GOAL -> Take the line containing "Q: Locate the pavement" and all lines after it to the end of the records, and output them exactly.

DATA TO USE ->
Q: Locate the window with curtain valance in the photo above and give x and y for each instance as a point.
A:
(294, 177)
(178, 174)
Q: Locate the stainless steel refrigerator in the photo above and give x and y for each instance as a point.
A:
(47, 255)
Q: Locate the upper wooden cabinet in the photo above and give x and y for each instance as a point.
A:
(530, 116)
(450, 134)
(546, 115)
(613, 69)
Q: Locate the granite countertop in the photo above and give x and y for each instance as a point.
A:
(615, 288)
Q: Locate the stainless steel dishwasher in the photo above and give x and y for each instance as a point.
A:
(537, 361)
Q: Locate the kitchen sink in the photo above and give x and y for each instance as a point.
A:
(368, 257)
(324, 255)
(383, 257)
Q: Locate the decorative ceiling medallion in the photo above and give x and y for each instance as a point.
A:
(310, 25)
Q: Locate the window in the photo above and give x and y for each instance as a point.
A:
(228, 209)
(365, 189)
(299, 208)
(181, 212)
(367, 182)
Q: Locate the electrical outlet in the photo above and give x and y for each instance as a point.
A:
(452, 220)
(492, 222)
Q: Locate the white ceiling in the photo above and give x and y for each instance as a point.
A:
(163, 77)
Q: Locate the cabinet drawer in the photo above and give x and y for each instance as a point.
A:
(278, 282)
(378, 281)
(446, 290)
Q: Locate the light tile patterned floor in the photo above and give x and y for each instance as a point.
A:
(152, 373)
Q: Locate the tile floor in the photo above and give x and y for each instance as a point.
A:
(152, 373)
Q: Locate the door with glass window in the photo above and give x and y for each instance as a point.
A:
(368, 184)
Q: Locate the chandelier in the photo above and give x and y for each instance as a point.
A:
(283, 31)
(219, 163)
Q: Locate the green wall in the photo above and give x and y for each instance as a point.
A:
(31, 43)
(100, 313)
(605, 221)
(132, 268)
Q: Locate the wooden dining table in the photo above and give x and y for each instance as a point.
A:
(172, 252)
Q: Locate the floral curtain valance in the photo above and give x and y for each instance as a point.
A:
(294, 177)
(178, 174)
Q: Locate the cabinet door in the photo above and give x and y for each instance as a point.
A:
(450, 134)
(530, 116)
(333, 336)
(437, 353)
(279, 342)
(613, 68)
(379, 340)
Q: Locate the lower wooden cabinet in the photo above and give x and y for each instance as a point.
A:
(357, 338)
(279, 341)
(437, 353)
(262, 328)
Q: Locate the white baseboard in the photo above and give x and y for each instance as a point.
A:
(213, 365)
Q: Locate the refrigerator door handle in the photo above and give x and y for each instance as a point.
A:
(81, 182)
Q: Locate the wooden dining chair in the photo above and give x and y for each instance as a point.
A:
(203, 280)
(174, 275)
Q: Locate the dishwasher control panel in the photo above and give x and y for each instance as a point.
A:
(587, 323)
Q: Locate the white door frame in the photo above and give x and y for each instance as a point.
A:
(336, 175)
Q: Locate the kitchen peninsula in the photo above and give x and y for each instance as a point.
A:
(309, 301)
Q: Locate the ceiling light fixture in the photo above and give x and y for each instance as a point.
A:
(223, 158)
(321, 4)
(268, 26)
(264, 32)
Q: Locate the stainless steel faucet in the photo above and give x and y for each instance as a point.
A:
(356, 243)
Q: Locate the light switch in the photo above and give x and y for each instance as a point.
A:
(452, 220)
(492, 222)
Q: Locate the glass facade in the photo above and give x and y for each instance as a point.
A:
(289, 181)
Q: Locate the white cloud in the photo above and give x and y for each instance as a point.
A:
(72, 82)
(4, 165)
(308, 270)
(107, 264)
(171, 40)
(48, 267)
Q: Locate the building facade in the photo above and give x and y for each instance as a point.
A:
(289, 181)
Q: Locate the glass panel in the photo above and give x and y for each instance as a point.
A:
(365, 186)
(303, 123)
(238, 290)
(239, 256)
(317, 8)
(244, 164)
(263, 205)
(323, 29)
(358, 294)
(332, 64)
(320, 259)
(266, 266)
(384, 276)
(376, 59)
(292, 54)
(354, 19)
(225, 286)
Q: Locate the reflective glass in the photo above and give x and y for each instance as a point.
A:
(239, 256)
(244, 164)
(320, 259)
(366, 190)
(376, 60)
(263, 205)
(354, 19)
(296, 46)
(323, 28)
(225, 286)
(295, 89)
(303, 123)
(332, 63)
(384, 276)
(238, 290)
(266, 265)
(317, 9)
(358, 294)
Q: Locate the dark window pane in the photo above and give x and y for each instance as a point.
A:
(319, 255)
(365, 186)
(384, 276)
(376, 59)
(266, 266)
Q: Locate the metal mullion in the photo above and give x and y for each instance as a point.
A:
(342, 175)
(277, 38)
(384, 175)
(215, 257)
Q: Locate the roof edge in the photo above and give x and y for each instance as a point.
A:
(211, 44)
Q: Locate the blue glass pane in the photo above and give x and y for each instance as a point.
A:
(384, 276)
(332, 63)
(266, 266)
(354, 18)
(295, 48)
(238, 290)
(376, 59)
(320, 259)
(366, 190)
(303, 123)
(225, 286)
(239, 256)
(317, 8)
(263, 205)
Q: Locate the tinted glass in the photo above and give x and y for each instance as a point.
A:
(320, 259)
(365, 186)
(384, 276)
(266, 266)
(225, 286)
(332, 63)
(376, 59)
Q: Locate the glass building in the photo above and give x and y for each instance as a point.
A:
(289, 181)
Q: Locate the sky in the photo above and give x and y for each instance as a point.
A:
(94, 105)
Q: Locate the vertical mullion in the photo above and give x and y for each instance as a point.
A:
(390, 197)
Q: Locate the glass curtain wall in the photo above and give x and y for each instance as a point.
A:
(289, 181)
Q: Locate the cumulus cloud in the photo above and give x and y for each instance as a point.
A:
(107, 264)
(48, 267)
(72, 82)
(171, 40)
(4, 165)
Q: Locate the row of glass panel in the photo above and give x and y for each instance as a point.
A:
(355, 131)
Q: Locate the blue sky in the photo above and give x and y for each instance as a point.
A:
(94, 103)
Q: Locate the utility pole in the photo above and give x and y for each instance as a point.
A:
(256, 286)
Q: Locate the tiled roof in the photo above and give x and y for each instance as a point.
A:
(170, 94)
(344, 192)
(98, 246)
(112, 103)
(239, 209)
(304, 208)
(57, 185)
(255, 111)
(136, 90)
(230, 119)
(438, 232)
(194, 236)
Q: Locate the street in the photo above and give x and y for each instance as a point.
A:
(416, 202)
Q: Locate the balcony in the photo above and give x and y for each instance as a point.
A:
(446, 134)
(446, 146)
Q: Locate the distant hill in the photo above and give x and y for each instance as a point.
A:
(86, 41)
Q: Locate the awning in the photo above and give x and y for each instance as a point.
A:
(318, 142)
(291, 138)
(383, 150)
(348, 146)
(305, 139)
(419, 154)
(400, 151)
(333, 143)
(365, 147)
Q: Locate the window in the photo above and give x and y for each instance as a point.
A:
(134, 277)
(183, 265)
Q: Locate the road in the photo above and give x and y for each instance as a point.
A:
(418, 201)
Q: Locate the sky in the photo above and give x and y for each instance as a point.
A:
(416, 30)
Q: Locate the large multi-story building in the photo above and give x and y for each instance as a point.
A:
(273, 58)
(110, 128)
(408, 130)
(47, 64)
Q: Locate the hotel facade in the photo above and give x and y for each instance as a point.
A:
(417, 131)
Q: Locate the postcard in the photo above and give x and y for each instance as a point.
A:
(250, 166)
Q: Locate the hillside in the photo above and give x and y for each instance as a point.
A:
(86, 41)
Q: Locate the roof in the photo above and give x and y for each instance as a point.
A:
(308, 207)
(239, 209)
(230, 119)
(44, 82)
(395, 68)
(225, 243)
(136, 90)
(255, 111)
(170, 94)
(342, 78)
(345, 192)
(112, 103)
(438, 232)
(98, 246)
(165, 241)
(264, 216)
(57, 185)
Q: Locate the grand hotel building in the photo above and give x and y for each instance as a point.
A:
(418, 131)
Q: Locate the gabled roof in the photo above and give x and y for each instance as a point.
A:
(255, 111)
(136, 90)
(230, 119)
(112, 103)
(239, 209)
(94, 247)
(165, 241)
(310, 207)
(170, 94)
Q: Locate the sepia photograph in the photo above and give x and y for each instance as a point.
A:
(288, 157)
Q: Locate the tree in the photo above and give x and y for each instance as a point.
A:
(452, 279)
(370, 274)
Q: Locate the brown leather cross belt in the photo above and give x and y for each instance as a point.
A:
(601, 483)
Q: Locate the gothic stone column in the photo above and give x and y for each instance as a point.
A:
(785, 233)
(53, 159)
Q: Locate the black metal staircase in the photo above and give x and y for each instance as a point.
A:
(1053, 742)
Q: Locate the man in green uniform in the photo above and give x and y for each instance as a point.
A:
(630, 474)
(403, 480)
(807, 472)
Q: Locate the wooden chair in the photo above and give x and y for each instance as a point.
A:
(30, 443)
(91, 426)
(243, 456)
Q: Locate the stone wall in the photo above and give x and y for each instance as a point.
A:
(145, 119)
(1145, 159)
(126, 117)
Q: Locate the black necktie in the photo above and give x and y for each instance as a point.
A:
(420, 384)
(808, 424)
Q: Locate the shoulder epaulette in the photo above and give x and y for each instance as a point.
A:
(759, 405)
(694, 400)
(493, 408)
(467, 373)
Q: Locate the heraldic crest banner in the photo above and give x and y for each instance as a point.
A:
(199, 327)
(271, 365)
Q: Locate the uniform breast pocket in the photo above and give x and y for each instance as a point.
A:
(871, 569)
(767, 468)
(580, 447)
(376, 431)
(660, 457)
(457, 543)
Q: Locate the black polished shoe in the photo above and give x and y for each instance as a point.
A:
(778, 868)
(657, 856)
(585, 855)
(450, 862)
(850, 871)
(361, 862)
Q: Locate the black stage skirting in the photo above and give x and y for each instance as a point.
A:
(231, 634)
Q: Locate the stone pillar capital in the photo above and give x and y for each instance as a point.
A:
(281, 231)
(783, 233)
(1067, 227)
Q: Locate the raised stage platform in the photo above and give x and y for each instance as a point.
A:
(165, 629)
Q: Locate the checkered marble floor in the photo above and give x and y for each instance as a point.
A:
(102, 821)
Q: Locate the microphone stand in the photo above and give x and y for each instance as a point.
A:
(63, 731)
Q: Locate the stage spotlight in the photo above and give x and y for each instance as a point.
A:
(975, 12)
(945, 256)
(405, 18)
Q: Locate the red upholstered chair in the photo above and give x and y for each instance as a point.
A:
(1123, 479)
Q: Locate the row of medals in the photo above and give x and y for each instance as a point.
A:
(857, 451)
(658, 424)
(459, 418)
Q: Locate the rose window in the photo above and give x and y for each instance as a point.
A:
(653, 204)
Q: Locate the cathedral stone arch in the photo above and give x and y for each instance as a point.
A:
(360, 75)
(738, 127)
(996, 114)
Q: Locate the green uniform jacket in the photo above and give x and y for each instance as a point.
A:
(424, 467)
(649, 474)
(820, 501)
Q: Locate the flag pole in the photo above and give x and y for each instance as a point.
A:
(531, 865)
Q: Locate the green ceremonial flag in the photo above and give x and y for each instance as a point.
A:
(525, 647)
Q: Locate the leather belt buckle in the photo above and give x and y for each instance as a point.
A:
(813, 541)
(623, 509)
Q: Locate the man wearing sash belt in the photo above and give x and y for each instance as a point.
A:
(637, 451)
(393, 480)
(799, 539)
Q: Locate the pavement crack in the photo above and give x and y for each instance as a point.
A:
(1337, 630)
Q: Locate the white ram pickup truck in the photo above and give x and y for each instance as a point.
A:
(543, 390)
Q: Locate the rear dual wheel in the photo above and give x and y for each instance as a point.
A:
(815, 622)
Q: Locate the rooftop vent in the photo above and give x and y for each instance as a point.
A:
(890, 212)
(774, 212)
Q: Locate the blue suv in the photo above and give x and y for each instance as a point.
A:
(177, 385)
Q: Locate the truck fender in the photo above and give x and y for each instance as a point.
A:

ANSWER TO THIS PROBLEM ->
Q: Locate the pavement crack in the photo above and give x and y for each instance as a point.
A:
(1337, 630)
Q: Locate the white ram pickup truck in the photo above and give x and y for each instance as a point.
A:
(543, 390)
Q: Locate the rear dual wheel in the photo above and give x and y for each instance as a point.
A:
(815, 622)
Q: Locate the rooftop vent in the photo above and give x and y for each instance as a point.
A:
(890, 212)
(774, 212)
Q: Locate the blue suv in the photo above and give x and y for each instance as a point.
A:
(177, 385)
Q: Locate the truck fender in the photo above and give x and y for each instance as a point.
A:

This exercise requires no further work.